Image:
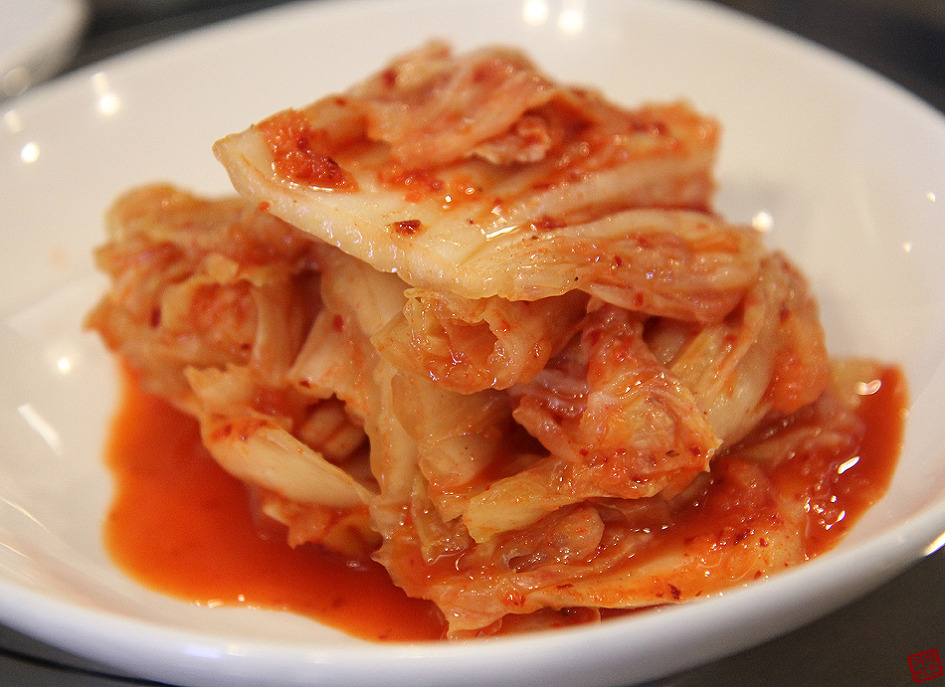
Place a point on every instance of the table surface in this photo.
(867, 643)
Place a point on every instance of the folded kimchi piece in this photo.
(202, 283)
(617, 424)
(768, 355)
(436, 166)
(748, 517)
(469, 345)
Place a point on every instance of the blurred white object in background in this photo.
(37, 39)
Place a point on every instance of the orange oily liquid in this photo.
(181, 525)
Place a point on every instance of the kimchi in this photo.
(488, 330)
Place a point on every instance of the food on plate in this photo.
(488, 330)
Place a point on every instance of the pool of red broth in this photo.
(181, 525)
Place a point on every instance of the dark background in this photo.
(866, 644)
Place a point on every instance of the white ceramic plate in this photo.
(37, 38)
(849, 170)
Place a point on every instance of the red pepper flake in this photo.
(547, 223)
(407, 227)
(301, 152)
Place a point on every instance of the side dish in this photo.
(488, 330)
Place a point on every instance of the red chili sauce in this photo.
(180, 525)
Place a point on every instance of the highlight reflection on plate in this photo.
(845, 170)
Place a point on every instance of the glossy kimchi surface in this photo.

•••••

**Task item:** Set the preceding data down again word for word, omitting images.

**Expected answer:**
Image:
Place a point on every instance of the table surface in this photo.
(867, 643)
Place a point on every instance of the folded kimchi piece in this photo.
(202, 283)
(617, 424)
(768, 355)
(436, 166)
(748, 517)
(469, 345)
Place a point on every instance of the blurred white object in background in this photo.
(37, 39)
Place a point on every instance of the orange oily liquid in this photo.
(181, 525)
Place a point on every instance of the kimchi in this photo.
(488, 330)
Place a point on every instance of the food on plate in this photo.
(488, 330)
Place a point on every instance of the pool of red broth in this photo.
(181, 525)
Place a point on every instance of the dark background in this photo.
(866, 644)
Place a point on every instance of the white ceramic plate in this photo.
(37, 38)
(849, 170)
Place a point on every instance of the red pepper flake in this photo.
(547, 223)
(407, 227)
(301, 152)
Place a point on every instance of the side dish in this photo.
(488, 330)
Place a point on every instance of the red chili sauce in this photo.
(180, 525)
Place a point on every instance of the highlight reflection on plate in this photo.
(845, 170)
Place a point on every instance of the glossy kimchi surface in this photo.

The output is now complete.